Extracted information:
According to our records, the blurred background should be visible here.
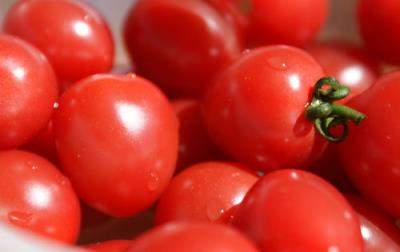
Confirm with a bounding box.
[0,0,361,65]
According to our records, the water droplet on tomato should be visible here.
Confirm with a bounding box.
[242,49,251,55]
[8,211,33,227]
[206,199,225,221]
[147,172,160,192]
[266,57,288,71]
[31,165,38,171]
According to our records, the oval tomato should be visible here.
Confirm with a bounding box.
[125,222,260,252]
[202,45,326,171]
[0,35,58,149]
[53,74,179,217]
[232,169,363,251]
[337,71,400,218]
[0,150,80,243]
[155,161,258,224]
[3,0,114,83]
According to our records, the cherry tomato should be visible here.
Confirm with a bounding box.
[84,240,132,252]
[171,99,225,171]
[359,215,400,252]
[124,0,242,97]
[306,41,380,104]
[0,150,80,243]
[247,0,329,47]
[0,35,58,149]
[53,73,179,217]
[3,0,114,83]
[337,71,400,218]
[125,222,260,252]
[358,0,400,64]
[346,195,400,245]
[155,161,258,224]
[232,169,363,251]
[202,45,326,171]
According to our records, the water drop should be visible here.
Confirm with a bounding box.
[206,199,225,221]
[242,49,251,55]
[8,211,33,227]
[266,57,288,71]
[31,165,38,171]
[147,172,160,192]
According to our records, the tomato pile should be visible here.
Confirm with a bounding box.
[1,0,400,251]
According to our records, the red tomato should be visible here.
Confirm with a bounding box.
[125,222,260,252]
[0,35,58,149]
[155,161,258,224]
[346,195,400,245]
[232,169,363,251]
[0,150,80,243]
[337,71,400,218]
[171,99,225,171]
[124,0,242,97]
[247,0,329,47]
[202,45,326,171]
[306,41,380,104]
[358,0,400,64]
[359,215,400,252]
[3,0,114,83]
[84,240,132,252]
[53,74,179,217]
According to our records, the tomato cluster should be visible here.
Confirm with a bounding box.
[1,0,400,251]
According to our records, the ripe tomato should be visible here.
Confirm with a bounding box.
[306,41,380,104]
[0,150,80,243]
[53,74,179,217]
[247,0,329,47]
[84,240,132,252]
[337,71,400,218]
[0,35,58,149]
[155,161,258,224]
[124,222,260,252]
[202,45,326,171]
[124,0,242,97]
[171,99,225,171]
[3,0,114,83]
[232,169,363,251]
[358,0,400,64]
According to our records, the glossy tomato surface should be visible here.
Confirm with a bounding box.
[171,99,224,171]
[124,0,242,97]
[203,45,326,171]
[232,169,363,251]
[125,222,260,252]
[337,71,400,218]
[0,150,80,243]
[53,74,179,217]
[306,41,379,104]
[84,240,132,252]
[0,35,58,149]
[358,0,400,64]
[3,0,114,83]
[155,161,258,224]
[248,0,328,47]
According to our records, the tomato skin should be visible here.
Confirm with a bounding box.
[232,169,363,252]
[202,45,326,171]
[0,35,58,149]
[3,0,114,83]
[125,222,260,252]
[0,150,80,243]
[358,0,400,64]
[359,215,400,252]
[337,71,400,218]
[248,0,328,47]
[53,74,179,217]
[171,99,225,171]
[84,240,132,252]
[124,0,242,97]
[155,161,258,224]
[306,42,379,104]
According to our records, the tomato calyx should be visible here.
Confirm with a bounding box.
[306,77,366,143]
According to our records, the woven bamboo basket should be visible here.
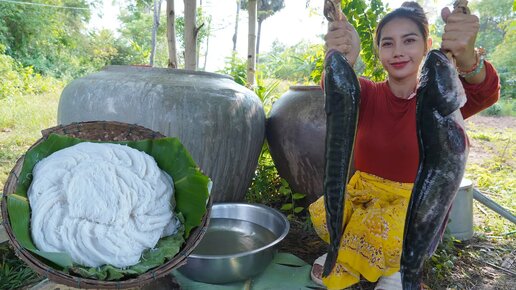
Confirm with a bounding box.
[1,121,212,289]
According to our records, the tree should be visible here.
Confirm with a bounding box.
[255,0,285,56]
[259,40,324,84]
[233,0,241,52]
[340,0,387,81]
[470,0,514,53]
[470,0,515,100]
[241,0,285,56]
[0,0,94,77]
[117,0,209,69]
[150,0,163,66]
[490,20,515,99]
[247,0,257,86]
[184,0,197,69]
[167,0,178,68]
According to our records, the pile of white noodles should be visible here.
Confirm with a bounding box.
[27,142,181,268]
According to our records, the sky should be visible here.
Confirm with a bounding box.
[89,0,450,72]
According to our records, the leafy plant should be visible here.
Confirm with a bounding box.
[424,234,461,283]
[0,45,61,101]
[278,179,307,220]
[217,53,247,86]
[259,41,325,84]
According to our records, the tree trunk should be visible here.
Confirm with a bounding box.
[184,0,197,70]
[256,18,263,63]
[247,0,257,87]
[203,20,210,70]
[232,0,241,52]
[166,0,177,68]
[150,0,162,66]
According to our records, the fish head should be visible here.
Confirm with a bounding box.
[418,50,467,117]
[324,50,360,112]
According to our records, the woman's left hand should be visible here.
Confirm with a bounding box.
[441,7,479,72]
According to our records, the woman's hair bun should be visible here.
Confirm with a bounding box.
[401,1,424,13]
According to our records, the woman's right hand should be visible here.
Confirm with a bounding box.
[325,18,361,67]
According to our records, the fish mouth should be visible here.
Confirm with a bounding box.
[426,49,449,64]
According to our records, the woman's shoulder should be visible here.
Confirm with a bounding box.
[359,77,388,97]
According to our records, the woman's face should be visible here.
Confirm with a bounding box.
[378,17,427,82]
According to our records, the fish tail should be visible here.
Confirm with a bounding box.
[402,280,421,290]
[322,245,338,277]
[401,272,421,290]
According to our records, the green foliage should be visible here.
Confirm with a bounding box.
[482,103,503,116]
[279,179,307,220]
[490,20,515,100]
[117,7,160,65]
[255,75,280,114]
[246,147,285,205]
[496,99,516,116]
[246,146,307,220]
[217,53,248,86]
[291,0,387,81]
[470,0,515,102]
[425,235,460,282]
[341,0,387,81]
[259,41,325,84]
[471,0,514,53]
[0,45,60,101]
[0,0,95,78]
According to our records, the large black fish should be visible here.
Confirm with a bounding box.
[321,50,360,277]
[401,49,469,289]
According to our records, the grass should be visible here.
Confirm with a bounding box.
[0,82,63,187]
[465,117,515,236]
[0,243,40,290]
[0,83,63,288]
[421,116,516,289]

---

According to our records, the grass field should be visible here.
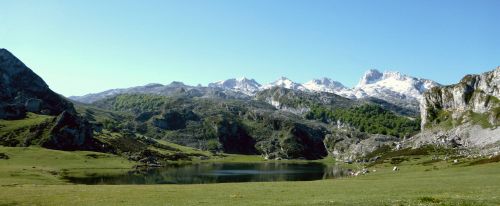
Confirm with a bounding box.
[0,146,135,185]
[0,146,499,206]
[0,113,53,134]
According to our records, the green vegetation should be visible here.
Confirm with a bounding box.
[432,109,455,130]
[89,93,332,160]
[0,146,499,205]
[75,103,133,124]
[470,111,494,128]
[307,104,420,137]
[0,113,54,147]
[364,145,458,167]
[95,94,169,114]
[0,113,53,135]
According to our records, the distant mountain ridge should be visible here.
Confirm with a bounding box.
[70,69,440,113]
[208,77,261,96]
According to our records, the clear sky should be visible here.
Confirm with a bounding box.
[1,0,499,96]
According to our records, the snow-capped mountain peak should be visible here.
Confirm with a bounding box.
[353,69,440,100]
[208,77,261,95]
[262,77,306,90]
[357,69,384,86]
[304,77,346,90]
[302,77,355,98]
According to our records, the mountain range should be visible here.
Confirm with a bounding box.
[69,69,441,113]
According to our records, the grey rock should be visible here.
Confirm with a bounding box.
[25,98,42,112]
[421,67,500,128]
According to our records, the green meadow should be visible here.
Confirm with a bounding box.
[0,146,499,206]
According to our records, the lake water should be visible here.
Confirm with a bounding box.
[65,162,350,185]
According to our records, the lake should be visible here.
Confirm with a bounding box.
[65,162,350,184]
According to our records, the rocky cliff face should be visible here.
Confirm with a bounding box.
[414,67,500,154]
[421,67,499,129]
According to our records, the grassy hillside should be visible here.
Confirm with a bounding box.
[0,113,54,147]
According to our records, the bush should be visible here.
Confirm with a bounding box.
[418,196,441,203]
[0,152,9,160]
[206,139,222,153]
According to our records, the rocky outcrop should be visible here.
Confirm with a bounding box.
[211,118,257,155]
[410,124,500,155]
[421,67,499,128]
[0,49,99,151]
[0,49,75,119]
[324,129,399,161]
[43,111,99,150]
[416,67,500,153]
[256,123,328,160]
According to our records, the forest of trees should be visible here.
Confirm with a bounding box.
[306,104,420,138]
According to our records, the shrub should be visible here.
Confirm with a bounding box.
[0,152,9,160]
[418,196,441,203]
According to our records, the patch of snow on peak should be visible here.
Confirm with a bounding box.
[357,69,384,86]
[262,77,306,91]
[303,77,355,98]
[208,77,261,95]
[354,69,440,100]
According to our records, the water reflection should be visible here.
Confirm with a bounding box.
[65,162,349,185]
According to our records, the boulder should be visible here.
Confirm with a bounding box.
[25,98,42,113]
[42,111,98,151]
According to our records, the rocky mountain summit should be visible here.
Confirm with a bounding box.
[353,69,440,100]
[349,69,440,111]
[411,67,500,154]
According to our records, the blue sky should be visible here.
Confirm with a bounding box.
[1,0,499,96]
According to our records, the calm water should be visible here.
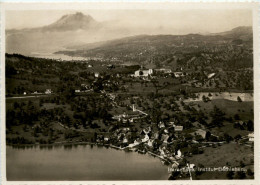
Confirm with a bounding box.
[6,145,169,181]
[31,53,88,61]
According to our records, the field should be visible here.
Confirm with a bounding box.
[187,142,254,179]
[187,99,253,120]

Work to complete:
Copy all lines of the preceding data that hold the word "lake".

Result:
According to our records, the lake water should be visible here.
According to our records, the lake should be visible here.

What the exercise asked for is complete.